(To do):
A. In the passage on collective grief, which of Linda Graham's books is she quoted from?
B. For each statement, say yes or no on whether it agrees with the passage on collective grief, and quote the words of the passage that decide it. (i) Dr. Larry Ward wrote America's Racial Karma. (ii) The passage holds that grief must remain isolating. (iii) The campaign aims to provide resources for treating grief only as a private process.

(Text under study):
********

When we equitably name and experience the collective grief that arises from shared experiences of loss, trauma, and injustice, we can be motivated to move together toward social change and liberation. Moving grief into the public sphere and out of temporal personal isolation, can be the catalyst to recognize the need for systemic change, promote collective healing and mobilization, and prevent future collective harm. For the sake of transformation, it is necessary to sit with tragedy and loss as more than just sound bites and headlines affecting others.
Is it possible that the commonality of shared pain and grief can be seen as a gateway to connection? Can it help us name and strengthen our values? Is collective grief work imperative for any movement towards eradicating injustice and restoring shared humanity? Author of America’s Racial Karma, Dr. Larry Ward, believes so. He says, “We become whole again by embracing our grief.”[3] In his book, Ward also quotes psychotherapist, Francis Weller who said, “There is some strange intimacy between grief and aliveness, some sacred exchange between what seems unbearable and what is most exquisitely alive.”[4] If the desire is to be more fully alive and to be liberated from past horrors is possible, then perhaps it would behoove us to honor the blood in the soil and the breath lost to the ocean so we can move forward with a greater reverence for all of life itself.
Collective grief work is embodied social justice work. Becoming embodied in our actions toward social justice and liberation is not just about working towards a fair and equitable society, where every individual has equal access to opportunities, resources, and protections. It is also about becoming more human. It is about allowing and feeling into our bodies that the experiences of heartbreak and grief are present to mature us. Grief need not be isolating. Psychotherapist Linda Graham is quoted from her book, Bouncing Back, as saying, “The process of being seen, understood, and accepted by an attuned, empathic other engenders a sense of genuine self-acceptance, a feeling that we are profoundly okay.”[5] Therefore, witnessing and being witnessed in our grief can yield greater compassion, connection, and validation of pain and suffering. Practices to enable the expression of such grief must be rooted in communal and ritualistic ways that go beyond individualism.
The year-long Embodied Philosophy campaign: Holding Collective Grief: An Embodied Pathway to Healing and Social Justice predicates itself on the desire to: 1) contribute to the conversation about the necessity to name and acknowledge collective loss and heartbreak; 2) learn and educate about contemplative and somatic pathways and practices through collective grief; and 3) provide resources for our community with the tools necessary to respect, embrace, participate in, and encourage the process of grief as both private and collective. It is the highest hope that this campaign demonstrates the necessity of healing through collective grief as paramount to any political movement toward justice and liberation, we hope you will join us on this path.
[1] Michelle C. Johnson. Finding Refuge: Heart Work for Healing Collective Grief. Boulder, Colorado: Shambala Publications, Inc. (2021: 10).
[2] Huffington Post quote
[3] Larry Ward, PhD. America’s Racial Karma. Berkley, CA: Parallax Press (2020: 70)
[4] Francis Weller. The Wild Edge of Sorrow: Rituals of Renewal and the Sacred Work of Grief. Berkeley, CA: North Atlantic Books (2015).

********

(Saved data entries)
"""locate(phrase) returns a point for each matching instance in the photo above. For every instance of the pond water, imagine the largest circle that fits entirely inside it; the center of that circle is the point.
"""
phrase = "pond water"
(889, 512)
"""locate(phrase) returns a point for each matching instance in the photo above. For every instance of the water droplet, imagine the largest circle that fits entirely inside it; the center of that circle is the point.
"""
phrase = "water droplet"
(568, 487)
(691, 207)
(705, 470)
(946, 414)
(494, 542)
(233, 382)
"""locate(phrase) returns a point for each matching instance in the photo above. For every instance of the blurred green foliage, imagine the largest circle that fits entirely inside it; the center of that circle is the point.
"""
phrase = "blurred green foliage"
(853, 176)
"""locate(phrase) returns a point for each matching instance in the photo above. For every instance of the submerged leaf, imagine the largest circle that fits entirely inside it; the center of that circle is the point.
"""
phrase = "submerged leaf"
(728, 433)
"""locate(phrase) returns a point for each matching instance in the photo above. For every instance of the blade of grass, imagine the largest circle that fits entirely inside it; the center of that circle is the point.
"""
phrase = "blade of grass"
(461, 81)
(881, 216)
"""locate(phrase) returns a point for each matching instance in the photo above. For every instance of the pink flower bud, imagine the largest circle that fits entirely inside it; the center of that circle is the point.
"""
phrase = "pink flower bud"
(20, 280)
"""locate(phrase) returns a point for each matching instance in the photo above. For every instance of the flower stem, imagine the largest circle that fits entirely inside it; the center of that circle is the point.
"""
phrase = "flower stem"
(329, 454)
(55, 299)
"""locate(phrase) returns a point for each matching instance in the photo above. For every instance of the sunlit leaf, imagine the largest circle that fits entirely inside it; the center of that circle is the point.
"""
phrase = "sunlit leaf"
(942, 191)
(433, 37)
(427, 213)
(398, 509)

********

(Exercise answers):
A. Bouncing Back

B.
(i) Yes: "Author of America’s Racial Karma, Dr. Larry Ward"
(ii) No: "Grief need not be isolating."
(iii) No: "the process of grief as both private and collective"